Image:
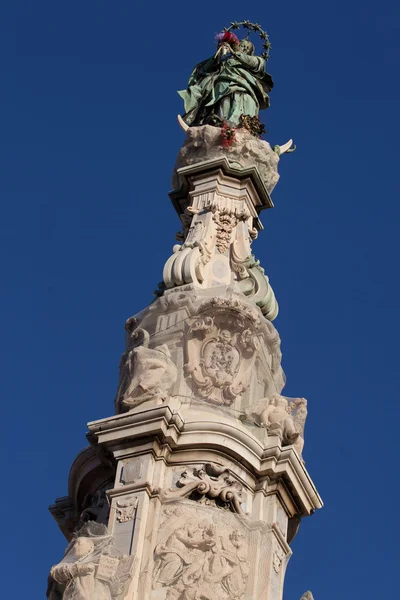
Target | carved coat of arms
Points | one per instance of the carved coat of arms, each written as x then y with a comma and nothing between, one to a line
221,351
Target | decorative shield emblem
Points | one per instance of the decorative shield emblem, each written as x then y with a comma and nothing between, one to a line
221,349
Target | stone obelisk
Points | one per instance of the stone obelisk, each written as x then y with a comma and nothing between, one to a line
195,487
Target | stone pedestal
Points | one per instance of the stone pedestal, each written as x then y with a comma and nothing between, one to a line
199,474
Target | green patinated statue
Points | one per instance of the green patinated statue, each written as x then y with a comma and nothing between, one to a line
228,85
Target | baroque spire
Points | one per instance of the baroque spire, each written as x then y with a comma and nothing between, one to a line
196,486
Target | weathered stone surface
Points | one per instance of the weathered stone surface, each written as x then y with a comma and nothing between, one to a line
219,350
204,143
92,567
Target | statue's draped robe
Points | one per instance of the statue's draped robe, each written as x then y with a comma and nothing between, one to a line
227,88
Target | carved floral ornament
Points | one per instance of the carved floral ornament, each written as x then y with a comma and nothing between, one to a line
221,349
126,509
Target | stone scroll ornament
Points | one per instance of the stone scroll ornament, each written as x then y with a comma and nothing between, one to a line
92,568
210,484
221,349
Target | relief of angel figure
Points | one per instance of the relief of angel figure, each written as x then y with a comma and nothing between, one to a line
200,560
92,567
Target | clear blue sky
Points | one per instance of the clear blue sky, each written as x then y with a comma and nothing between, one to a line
88,140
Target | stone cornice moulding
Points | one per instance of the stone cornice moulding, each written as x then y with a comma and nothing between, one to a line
261,199
225,437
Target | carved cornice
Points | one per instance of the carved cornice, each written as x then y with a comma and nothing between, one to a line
225,437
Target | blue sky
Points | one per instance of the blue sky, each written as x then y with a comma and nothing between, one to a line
88,141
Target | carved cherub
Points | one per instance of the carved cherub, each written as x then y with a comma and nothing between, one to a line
152,375
284,417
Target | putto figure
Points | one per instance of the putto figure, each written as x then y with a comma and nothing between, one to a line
230,87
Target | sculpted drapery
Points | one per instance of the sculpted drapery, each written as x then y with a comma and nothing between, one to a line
224,87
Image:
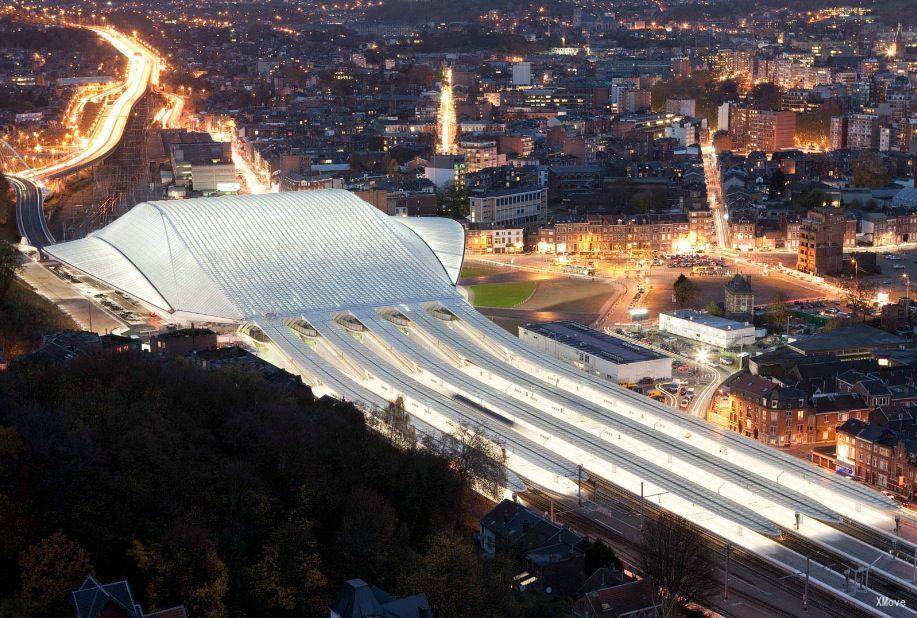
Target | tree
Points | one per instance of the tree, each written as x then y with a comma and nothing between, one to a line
185,567
684,290
451,577
677,562
49,571
396,425
9,266
366,537
859,296
478,459
600,556
289,577
816,198
869,171
777,185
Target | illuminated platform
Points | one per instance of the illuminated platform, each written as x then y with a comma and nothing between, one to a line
364,306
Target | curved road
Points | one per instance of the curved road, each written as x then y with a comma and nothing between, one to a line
30,216
142,72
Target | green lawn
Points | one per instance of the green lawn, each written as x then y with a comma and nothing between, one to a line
502,294
469,271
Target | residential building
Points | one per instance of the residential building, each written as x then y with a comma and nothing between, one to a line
446,170
682,107
522,73
357,599
206,166
624,233
115,600
480,154
837,133
494,240
766,411
740,297
821,242
765,130
633,100
553,555
862,131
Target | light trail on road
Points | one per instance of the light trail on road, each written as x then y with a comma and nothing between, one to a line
142,71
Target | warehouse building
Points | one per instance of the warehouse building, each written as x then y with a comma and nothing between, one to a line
610,357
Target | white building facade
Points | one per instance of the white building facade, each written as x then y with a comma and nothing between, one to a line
709,329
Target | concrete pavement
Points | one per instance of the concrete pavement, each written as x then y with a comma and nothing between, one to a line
80,308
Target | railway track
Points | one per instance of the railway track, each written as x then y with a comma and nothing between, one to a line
762,571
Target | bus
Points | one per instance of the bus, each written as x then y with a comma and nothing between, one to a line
576,269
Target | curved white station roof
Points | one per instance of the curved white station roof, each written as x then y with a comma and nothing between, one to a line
284,260
283,254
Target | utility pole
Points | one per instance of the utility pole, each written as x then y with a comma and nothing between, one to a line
641,506
805,594
579,484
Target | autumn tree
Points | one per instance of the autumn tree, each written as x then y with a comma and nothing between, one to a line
185,567
859,296
684,290
49,571
395,424
816,198
366,537
478,459
9,266
599,556
288,576
455,582
677,562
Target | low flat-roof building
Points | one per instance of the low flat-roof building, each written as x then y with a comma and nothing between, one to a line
610,357
710,329
207,166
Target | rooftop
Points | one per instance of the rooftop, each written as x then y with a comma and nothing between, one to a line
706,319
595,342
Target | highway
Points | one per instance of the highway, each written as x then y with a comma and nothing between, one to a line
30,215
715,196
142,72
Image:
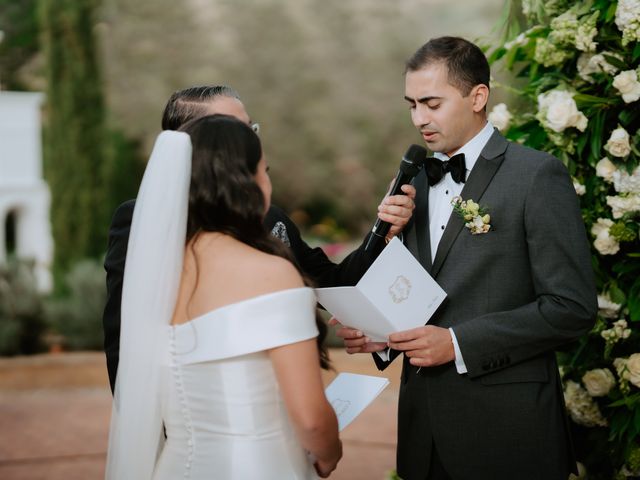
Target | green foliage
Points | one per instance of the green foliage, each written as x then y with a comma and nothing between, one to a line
19,23
78,315
576,103
75,132
22,321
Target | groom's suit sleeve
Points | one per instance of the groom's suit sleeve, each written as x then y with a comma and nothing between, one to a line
114,266
315,263
560,275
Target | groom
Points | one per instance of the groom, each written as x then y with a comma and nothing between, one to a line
480,394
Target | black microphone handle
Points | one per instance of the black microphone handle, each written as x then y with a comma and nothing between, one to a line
381,228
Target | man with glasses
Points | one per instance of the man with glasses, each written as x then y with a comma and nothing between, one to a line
195,102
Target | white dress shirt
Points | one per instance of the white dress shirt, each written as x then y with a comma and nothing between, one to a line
440,207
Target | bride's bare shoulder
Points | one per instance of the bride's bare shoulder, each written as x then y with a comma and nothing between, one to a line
258,270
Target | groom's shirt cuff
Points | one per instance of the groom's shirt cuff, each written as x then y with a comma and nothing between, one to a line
460,366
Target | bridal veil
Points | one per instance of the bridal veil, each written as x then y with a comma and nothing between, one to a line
150,288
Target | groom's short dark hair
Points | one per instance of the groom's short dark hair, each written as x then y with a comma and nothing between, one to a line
190,103
467,66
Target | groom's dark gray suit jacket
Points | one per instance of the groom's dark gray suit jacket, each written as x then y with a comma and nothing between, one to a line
514,294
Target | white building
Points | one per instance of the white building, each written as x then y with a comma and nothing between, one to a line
25,229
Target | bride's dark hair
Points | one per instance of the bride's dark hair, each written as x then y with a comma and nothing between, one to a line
224,196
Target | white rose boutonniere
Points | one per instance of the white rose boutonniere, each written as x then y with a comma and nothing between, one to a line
599,382
500,117
476,218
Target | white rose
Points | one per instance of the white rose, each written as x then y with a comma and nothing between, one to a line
627,84
601,225
633,367
598,382
625,183
500,117
623,204
581,407
579,188
627,13
621,366
606,244
618,143
605,169
560,111
607,308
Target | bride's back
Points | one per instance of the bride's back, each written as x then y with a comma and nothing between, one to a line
219,270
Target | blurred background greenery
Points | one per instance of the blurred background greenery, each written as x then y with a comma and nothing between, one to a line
323,77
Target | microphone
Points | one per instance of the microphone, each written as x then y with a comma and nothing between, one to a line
411,163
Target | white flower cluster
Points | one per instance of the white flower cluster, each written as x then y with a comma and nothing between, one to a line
625,203
606,307
475,217
585,34
626,184
557,110
582,408
563,28
629,368
605,243
628,20
628,85
589,63
599,382
549,54
500,117
618,331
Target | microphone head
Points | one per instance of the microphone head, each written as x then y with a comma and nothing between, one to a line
413,160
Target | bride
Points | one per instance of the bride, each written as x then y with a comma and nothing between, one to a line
219,341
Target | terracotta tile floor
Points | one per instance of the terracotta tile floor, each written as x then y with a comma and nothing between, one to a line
55,409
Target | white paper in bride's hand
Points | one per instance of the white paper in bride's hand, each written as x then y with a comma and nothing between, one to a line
350,393
395,294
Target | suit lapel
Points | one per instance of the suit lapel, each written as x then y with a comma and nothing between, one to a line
483,171
421,218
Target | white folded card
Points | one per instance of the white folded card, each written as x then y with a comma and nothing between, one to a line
349,394
395,294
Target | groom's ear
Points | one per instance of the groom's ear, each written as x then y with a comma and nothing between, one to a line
479,97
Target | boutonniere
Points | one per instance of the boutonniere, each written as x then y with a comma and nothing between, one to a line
475,217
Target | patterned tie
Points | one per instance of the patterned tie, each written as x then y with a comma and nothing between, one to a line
436,169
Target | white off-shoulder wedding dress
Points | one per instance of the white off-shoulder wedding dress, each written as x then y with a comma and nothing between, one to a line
222,409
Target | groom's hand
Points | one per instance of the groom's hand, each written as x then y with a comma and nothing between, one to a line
426,346
355,341
397,209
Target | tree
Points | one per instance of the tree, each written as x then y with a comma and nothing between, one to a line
75,157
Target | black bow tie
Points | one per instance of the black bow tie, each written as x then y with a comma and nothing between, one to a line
436,169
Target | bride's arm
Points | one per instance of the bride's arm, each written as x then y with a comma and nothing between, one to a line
298,373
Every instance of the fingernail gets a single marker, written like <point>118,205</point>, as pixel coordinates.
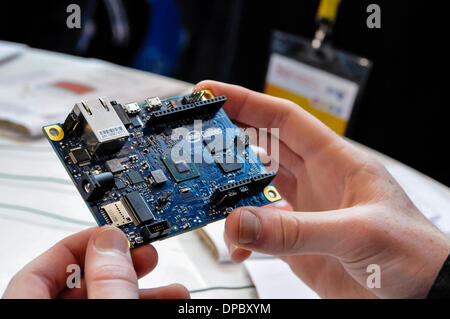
<point>109,239</point>
<point>249,227</point>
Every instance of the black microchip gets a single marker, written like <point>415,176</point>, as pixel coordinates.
<point>114,166</point>
<point>139,208</point>
<point>230,167</point>
<point>181,167</point>
<point>216,143</point>
<point>159,177</point>
<point>136,121</point>
<point>79,155</point>
<point>134,177</point>
<point>120,183</point>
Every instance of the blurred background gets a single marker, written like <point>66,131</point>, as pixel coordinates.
<point>401,112</point>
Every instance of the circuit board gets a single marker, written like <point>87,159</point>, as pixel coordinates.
<point>158,168</point>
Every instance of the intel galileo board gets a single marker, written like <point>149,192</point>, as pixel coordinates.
<point>125,161</point>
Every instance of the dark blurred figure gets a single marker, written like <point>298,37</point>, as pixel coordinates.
<point>110,29</point>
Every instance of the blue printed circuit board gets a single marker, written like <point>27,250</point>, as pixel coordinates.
<point>158,168</point>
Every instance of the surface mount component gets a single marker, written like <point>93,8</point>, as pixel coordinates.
<point>123,159</point>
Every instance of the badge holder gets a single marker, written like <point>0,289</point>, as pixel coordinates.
<point>325,81</point>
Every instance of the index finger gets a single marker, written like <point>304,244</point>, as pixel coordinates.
<point>46,276</point>
<point>298,129</point>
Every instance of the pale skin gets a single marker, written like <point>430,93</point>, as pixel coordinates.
<point>349,213</point>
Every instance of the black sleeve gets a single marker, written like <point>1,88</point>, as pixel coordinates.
<point>441,286</point>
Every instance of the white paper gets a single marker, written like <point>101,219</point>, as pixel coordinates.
<point>33,98</point>
<point>274,279</point>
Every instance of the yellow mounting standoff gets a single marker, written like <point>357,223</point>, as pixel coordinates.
<point>271,193</point>
<point>54,132</point>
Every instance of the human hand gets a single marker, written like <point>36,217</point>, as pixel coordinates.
<point>110,269</point>
<point>350,212</point>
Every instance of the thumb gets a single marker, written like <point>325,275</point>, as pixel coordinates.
<point>109,270</point>
<point>278,232</point>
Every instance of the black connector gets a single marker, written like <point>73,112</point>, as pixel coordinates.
<point>230,193</point>
<point>211,106</point>
<point>94,186</point>
<point>156,230</point>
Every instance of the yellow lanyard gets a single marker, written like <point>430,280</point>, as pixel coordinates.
<point>328,9</point>
<point>326,15</point>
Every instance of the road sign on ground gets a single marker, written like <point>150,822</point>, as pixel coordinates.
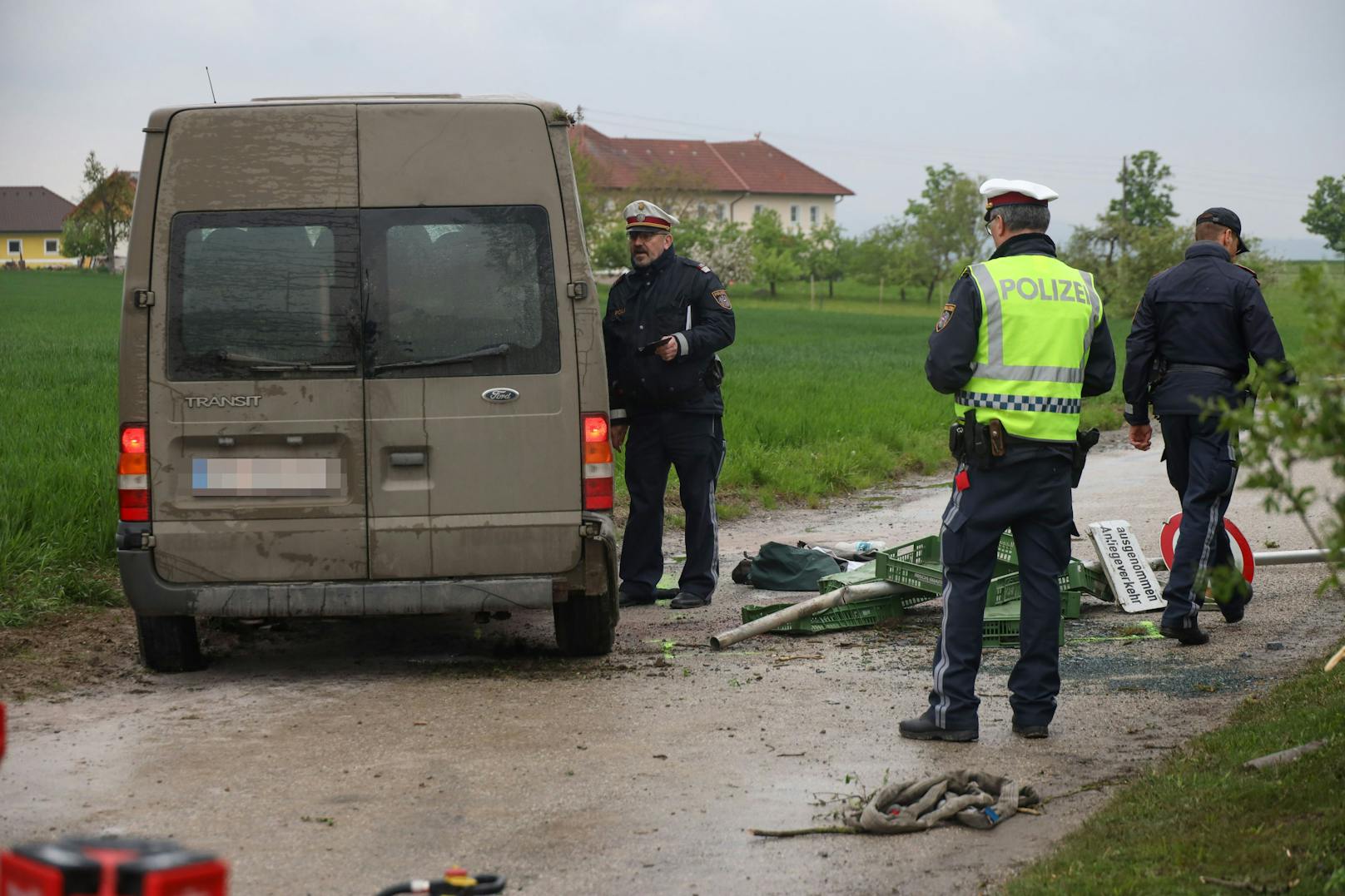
<point>1128,569</point>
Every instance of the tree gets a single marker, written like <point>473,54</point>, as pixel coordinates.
<point>1303,424</point>
<point>879,257</point>
<point>105,206</point>
<point>774,250</point>
<point>1146,198</point>
<point>826,253</point>
<point>1135,239</point>
<point>724,246</point>
<point>945,231</point>
<point>80,239</point>
<point>1327,213</point>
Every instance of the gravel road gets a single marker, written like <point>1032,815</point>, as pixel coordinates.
<point>342,756</point>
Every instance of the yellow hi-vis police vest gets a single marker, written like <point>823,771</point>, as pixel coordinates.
<point>1037,320</point>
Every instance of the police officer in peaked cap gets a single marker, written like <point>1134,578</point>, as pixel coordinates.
<point>1020,344</point>
<point>666,319</point>
<point>1188,348</point>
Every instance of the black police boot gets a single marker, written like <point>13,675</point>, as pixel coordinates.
<point>687,601</point>
<point>921,728</point>
<point>1030,732</point>
<point>1233,608</point>
<point>1188,636</point>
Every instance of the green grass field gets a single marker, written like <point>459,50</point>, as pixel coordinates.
<point>821,400</point>
<point>1201,814</point>
<point>58,385</point>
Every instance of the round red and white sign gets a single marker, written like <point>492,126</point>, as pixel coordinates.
<point>1242,551</point>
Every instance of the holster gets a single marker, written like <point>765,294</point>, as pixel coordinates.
<point>977,444</point>
<point>1083,444</point>
<point>1157,372</point>
<point>713,375</point>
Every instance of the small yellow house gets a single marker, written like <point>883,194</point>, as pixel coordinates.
<point>30,228</point>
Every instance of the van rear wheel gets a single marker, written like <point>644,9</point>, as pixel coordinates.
<point>170,643</point>
<point>585,625</point>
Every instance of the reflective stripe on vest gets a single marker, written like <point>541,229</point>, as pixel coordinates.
<point>1039,309</point>
<point>1020,403</point>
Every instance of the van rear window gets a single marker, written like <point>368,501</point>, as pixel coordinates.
<point>264,294</point>
<point>460,292</point>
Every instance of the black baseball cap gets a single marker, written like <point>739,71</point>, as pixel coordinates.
<point>1227,218</point>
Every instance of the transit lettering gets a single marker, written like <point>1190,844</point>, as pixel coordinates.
<point>222,401</point>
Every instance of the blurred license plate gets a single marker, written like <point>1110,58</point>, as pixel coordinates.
<point>266,477</point>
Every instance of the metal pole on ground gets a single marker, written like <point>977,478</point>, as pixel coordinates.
<point>805,608</point>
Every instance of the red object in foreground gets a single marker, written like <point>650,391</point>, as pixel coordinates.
<point>107,867</point>
<point>1242,551</point>
<point>598,463</point>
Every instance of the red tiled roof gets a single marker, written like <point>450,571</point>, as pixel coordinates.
<point>31,210</point>
<point>742,166</point>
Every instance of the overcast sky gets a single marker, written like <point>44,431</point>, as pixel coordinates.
<point>1244,100</point>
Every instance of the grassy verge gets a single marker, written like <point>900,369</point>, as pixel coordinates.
<point>58,375</point>
<point>1201,814</point>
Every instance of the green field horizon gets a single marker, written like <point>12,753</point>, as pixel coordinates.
<point>825,396</point>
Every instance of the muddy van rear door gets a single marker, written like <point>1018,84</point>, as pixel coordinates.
<point>256,390</point>
<point>471,394</point>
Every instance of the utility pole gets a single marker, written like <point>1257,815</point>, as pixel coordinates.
<point>1124,186</point>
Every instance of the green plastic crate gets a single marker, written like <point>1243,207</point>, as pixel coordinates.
<point>1079,577</point>
<point>854,615</point>
<point>1001,627</point>
<point>916,565</point>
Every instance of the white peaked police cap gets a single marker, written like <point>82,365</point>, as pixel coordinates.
<point>643,215</point>
<point>998,191</point>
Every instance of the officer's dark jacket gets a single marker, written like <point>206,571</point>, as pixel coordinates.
<point>954,348</point>
<point>1204,311</point>
<point>677,298</point>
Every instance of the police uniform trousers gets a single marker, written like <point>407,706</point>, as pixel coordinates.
<point>1201,466</point>
<point>694,446</point>
<point>1030,498</point>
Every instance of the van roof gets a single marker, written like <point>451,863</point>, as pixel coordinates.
<point>553,112</point>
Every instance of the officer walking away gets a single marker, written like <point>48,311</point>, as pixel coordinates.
<point>1188,348</point>
<point>1020,344</point>
<point>665,320</point>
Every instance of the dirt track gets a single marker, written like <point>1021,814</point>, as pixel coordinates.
<point>340,756</point>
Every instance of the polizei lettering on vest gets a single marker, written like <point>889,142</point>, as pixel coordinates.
<point>1040,288</point>
<point>224,401</point>
<point>1055,291</point>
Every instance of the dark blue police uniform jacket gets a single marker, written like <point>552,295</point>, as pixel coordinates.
<point>1204,311</point>
<point>1203,318</point>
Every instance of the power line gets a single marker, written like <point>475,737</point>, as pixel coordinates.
<point>1089,166</point>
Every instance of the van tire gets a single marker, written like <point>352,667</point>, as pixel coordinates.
<point>585,625</point>
<point>170,643</point>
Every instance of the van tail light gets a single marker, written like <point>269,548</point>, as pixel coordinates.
<point>133,475</point>
<point>598,463</point>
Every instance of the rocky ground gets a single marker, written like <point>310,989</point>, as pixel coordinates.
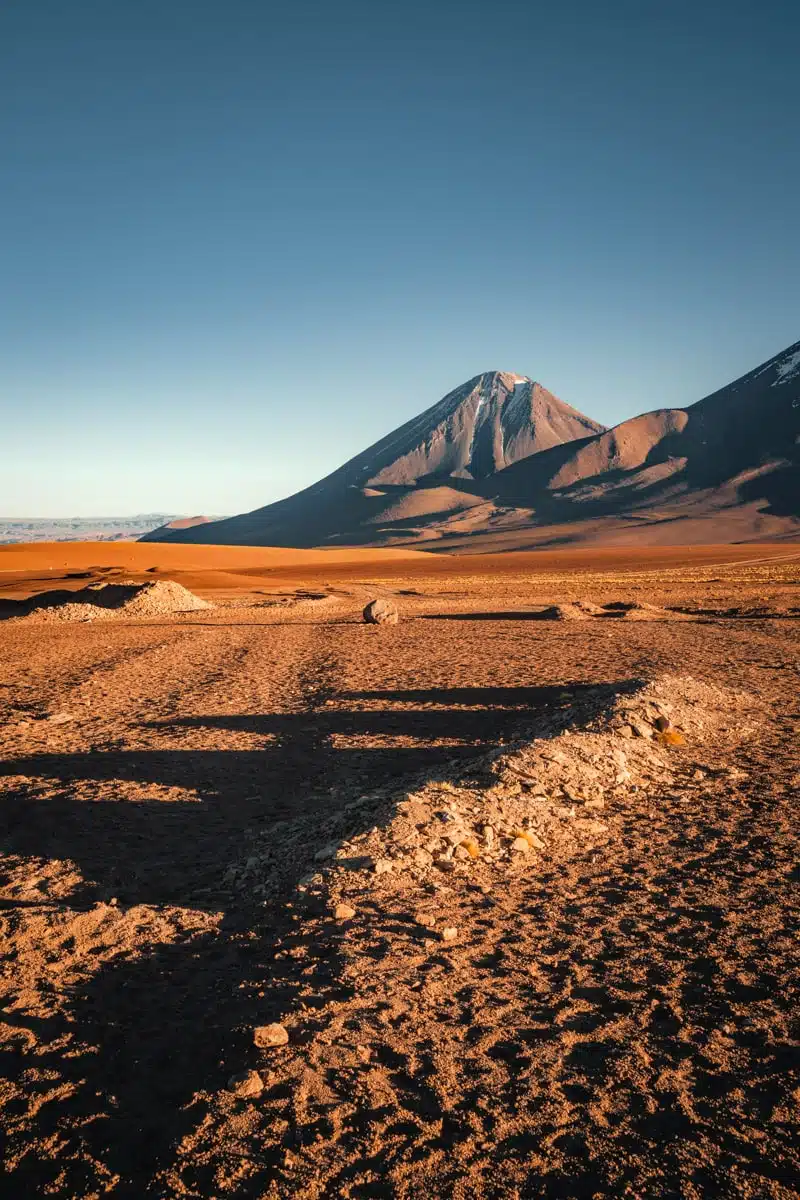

----

→ **What you have to do**
Convert the stretch of lines from the one containing "Every instance of the red tiled" through the one containing "<point>742,166</point>" into a JSON list of strings, one string per line, leaving out any blank lines.

→ **Answer to this problem**
[
  "Every instance of the red tiled roof gets a single marker, written like <point>450,571</point>, as pixel coordinates.",
  "<point>31,210</point>",
  "<point>742,166</point>"
]